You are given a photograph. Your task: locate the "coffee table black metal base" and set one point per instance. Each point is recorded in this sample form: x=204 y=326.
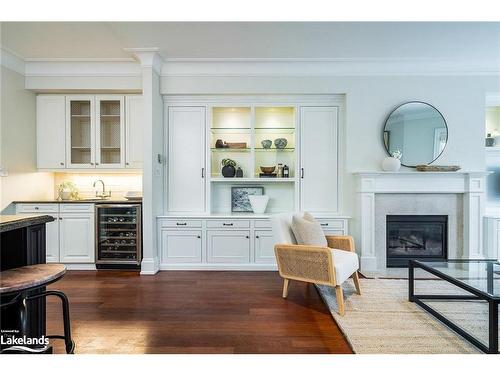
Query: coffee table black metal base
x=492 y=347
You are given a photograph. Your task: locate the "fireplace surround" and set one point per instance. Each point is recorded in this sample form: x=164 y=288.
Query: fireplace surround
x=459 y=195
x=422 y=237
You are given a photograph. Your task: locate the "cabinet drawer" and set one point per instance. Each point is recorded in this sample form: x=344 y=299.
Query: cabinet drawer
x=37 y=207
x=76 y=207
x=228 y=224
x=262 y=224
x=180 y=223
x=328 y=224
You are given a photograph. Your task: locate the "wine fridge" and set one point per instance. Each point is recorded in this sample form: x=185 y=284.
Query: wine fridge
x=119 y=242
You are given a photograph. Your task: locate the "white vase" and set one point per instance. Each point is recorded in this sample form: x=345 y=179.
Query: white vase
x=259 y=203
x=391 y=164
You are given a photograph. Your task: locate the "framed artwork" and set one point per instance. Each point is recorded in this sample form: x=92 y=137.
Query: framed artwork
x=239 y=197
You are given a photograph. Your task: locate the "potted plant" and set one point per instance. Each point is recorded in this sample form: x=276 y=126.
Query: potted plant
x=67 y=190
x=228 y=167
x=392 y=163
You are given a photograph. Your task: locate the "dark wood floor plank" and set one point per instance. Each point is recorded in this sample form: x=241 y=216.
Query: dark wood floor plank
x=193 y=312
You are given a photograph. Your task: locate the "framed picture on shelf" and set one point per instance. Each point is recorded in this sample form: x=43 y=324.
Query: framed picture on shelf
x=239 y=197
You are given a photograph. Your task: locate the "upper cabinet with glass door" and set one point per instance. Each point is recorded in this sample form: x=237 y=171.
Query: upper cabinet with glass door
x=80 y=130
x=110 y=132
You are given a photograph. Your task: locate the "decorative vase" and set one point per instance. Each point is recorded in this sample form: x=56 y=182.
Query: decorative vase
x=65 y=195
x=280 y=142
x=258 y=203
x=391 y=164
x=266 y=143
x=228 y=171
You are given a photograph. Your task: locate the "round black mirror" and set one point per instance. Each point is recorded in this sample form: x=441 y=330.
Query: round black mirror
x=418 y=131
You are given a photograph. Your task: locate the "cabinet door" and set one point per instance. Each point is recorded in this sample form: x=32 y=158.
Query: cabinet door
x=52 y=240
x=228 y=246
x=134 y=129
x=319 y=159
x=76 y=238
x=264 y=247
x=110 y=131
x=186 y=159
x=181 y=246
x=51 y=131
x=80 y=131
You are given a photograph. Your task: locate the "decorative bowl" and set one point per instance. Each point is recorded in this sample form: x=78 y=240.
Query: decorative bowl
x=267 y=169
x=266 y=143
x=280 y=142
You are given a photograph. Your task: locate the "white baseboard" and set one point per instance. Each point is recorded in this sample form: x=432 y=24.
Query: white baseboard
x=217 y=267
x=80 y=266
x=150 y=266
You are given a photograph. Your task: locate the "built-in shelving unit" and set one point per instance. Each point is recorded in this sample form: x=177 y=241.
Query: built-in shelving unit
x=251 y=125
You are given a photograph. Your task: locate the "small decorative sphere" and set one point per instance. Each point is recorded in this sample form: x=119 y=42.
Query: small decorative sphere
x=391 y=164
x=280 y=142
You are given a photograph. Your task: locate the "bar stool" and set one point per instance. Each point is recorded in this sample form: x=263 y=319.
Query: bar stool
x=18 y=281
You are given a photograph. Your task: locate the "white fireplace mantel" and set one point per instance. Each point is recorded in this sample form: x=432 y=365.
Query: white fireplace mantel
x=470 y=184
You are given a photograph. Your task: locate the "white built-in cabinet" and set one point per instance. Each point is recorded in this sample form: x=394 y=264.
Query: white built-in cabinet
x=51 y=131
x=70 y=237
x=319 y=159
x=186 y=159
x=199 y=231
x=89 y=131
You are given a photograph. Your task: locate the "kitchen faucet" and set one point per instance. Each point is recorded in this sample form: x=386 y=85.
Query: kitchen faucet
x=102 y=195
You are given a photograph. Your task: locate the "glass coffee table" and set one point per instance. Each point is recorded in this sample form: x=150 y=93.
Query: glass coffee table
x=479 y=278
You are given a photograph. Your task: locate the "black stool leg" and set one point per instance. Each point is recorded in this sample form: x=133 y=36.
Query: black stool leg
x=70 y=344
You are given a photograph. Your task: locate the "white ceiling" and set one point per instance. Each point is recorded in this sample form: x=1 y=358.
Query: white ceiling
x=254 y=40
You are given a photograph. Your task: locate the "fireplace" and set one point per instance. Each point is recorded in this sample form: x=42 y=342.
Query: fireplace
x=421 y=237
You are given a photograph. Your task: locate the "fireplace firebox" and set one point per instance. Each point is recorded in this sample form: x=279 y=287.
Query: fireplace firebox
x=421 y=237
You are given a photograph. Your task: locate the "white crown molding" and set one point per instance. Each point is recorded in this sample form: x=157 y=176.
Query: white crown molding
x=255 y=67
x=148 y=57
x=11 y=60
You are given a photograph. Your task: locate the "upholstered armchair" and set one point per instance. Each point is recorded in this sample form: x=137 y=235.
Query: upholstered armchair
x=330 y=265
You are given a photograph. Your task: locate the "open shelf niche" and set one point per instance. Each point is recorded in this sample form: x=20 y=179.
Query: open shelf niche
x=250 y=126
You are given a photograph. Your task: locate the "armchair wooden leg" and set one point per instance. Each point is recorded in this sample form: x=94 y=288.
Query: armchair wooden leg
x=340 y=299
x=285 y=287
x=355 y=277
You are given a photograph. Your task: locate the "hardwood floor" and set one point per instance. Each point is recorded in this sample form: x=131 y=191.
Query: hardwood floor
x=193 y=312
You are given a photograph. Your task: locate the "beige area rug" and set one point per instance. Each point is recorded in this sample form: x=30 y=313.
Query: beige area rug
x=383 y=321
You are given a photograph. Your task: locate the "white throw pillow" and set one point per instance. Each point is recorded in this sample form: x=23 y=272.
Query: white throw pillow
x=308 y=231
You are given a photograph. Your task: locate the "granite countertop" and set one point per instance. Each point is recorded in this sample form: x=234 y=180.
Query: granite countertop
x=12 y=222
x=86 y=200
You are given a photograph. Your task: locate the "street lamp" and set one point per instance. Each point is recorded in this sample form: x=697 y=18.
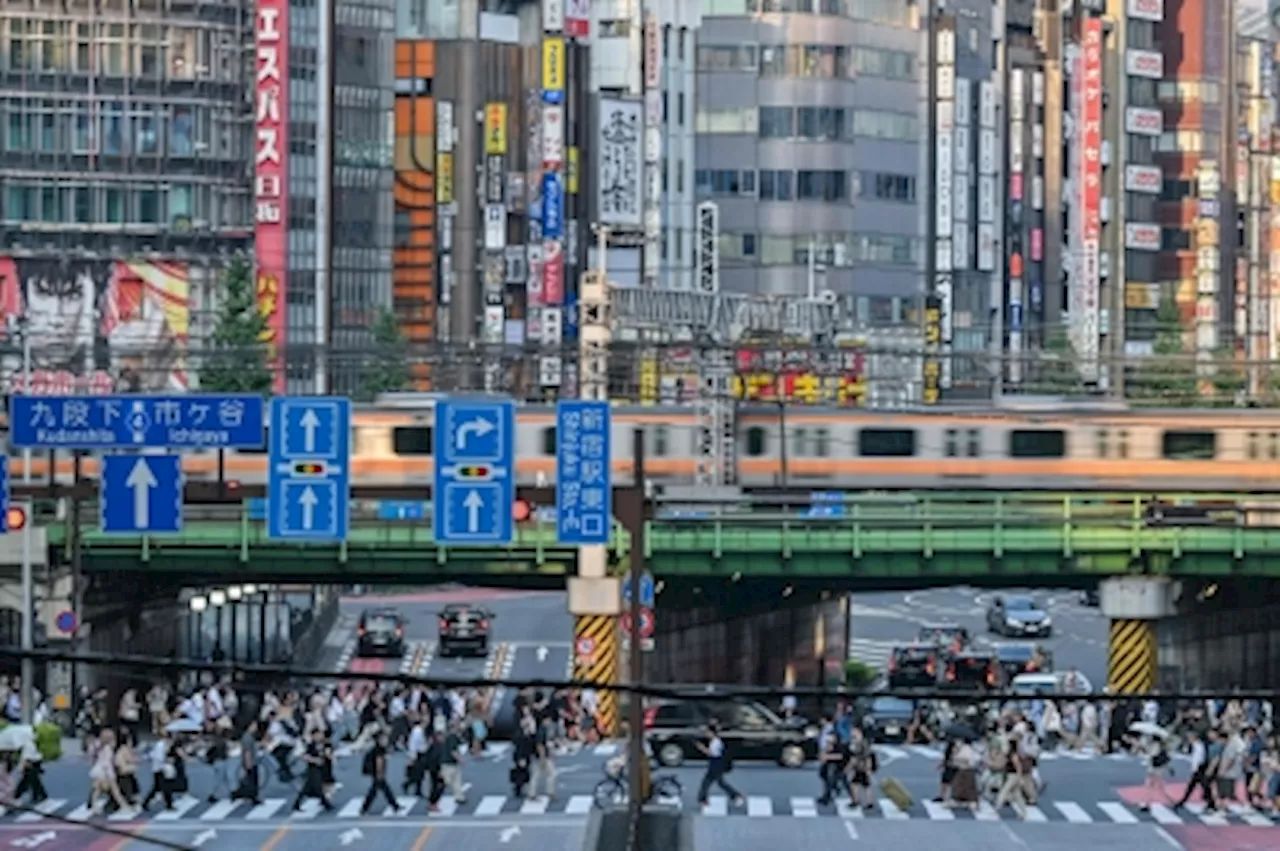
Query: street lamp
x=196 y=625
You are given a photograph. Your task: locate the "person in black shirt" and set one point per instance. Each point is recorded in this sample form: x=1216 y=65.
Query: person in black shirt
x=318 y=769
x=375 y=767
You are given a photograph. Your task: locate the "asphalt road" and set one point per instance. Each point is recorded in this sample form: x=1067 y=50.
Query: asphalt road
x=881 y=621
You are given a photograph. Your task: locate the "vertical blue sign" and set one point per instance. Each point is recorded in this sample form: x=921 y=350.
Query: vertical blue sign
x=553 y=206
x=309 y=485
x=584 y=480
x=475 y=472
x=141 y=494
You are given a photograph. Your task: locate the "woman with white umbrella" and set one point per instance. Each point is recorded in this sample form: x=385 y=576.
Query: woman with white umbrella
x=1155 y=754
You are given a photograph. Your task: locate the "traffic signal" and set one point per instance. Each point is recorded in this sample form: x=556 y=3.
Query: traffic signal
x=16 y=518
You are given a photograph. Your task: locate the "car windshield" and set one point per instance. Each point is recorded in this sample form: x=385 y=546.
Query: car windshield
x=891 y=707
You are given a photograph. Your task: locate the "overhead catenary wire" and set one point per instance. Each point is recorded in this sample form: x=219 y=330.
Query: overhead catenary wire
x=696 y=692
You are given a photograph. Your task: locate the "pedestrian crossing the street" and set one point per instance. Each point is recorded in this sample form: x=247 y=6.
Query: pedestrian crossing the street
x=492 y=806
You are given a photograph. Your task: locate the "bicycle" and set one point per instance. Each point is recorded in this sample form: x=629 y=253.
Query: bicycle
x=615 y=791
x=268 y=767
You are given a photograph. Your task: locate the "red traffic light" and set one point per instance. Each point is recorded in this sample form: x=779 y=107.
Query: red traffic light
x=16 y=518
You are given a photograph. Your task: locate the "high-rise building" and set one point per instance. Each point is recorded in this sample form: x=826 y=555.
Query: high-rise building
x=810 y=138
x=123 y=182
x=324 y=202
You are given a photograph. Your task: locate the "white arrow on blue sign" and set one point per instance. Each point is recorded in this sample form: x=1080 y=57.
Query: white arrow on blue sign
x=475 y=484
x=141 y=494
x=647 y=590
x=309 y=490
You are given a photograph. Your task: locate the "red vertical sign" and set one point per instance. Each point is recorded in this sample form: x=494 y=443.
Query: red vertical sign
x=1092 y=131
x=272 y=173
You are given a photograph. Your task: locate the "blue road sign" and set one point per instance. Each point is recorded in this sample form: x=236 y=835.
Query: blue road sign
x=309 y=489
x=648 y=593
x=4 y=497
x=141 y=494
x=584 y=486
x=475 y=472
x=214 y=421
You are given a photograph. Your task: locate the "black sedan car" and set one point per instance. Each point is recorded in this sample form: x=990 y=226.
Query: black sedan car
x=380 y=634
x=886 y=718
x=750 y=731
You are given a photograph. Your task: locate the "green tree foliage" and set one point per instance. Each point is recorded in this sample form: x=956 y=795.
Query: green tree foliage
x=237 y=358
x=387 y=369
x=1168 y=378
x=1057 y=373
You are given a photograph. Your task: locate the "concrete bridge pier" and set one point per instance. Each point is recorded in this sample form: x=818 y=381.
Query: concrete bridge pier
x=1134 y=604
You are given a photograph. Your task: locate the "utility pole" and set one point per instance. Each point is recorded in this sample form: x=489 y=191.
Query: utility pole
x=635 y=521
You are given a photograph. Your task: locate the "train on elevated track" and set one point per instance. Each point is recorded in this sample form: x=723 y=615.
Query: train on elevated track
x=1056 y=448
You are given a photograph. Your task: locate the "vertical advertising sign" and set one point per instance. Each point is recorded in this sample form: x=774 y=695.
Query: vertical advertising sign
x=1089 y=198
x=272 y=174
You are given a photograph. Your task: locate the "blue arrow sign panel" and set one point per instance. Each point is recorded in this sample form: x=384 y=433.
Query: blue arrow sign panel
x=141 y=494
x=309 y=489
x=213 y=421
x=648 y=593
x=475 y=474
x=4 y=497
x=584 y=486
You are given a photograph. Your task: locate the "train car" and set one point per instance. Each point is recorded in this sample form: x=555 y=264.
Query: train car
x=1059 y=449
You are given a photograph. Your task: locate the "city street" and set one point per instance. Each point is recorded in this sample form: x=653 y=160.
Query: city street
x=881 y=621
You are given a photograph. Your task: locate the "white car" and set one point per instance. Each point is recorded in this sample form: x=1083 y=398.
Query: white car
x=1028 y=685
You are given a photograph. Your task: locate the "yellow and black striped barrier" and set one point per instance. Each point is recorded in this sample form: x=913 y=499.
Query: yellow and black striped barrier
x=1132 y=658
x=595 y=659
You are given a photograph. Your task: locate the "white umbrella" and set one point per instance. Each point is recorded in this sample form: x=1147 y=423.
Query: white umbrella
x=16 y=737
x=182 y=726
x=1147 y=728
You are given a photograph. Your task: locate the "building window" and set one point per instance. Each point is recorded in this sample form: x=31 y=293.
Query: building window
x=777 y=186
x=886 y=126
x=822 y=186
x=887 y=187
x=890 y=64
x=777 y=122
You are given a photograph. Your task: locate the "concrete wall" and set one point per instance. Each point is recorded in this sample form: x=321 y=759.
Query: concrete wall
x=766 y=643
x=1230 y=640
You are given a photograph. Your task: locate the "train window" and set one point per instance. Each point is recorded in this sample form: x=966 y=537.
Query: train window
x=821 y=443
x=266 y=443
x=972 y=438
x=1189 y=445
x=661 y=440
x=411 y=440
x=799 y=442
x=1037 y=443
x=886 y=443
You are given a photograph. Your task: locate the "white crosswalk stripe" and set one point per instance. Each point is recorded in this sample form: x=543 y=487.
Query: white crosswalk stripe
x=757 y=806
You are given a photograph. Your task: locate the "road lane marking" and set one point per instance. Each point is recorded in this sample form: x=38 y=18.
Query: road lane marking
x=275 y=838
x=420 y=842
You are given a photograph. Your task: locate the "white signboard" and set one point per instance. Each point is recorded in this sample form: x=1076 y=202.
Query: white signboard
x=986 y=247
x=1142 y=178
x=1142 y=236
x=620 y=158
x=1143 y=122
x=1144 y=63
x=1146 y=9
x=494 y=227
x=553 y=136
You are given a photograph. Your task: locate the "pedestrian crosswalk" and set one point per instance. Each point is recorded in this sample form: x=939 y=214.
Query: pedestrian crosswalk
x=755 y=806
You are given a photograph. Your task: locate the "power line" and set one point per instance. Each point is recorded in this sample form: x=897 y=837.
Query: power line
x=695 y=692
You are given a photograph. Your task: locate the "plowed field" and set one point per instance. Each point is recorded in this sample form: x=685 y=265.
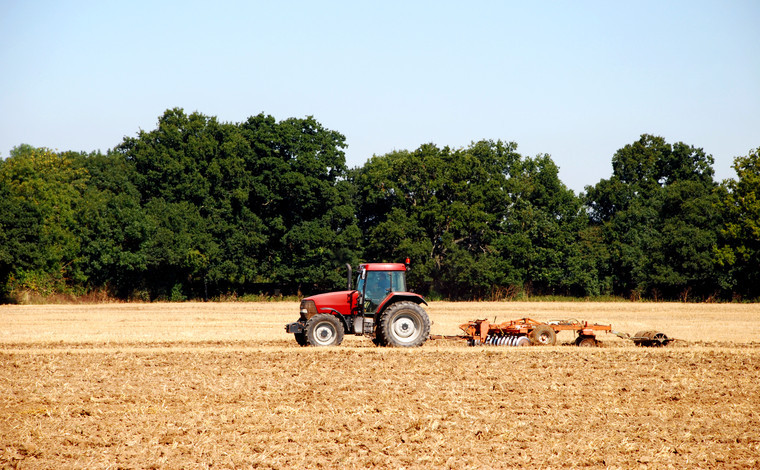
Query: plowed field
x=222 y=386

....

◆ **Given problem**
Retype the lines above without alteration, starting with the line that contains "form: x=1216 y=65." and continuing through the line that contains "x=1155 y=754", both included.

◆ **Worked answer**
You are given a photograph. Your task: locate the "person in black shirt" and set one point per instance. Each point is recorded in this sample form: x=1216 y=65.
Query: person in black shirt
x=318 y=769
x=375 y=767
You are given a photograph. Your task: locate the "asphalt road" and set one point per instance. Each point is recorded in this sample form: x=1067 y=50.
Query: asphalt road
x=881 y=621
You are given a photograph. Your task: locate the "vertical blue sign" and set one point per instance. Each point is recorded in this sample form: x=921 y=350.
Query: vertical blue sign
x=553 y=206
x=309 y=485
x=584 y=480
x=475 y=472
x=141 y=494
You are given a photograph. Your task: locate the "woman with white umbrella" and set one point per instance. Each point is recorded in this sample form: x=385 y=576.
Query: woman with white umbrella
x=1155 y=754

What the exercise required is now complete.